Stated task 1 – Name every array method that appears as a numbered item in the JavaScript array passage.

Passage given –

Arrays are dynamic in nature so their total number of elements can change. To find out the number of items in an array, use the field length:

let A = new Array(555);
console.log(A.length); // -> 555

Push and pop

  1. push: Add an element at the end (length increases by one).

    let a = [];
    a.push(1);
    a.push(2);
    console.log(a.length);
    
  2. pop: Remove an element from the end and return it (length decreases by one).

    let a = ['x', 'y', 'z'];
    let last = a.pop();
    console.log(a.length); // -> 2
    console.log(last); // -> z
    
  3. unshift: Add an element at the beginning (length increases by one).

    let a = [3, 4];
    a.unshift(2);
    a.unshift(1);
    console.log(a); // -> [1, 2, 3, 4]
    
  4. shift: Remove an element from the beginning (length decrease by one).

Data entries:

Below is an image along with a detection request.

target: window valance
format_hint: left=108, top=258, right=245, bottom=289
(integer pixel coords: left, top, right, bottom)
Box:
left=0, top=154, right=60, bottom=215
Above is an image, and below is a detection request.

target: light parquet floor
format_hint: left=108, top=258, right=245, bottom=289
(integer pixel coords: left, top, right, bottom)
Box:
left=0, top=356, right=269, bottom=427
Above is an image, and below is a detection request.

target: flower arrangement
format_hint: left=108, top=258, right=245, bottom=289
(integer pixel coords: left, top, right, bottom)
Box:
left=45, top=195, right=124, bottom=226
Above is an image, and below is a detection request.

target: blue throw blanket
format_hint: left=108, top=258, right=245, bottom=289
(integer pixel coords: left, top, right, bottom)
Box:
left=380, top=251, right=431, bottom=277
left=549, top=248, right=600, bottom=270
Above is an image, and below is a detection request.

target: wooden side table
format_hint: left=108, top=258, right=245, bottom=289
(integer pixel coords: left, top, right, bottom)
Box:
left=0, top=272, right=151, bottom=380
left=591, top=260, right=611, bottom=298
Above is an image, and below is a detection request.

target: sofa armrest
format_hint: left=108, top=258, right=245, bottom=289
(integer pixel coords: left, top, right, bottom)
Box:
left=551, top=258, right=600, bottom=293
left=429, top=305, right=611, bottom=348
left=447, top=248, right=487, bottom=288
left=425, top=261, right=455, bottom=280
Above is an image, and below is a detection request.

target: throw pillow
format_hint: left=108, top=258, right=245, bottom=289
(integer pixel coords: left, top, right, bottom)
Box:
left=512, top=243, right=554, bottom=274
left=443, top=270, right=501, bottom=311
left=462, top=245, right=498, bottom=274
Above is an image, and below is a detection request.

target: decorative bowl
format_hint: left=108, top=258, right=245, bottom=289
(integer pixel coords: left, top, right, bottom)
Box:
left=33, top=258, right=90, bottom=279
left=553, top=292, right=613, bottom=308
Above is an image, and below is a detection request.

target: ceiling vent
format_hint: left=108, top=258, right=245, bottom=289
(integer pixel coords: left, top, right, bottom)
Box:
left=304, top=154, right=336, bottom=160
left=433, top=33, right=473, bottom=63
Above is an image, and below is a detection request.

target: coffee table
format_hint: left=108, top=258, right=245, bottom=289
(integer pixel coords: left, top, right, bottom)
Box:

Stated task 2 – Echo the listing word for word, covering the stretch from its first line through the line containing "left=45, top=195, right=124, bottom=226", with both of those lines included.

Right answer 1 – push, pop, unshift, shift

Right answer 2 –
Below is an image along with a detection request.

target: window valance
format_hint: left=108, top=258, right=245, bottom=289
(integer pixel coords: left, top, right, bottom)
Box:
left=0, top=154, right=60, bottom=215
Above is an image, and below is a detection request.

target: light parquet floor
format_hint: left=108, top=258, right=245, bottom=289
(integer pixel coords: left, top, right, bottom)
Box:
left=0, top=356, right=269, bottom=427
Above is an image, and below is a detection request.

target: flower arrangement
format_hint: left=108, top=258, right=245, bottom=289
(integer pixel coords: left, top, right, bottom)
Box:
left=45, top=195, right=124, bottom=226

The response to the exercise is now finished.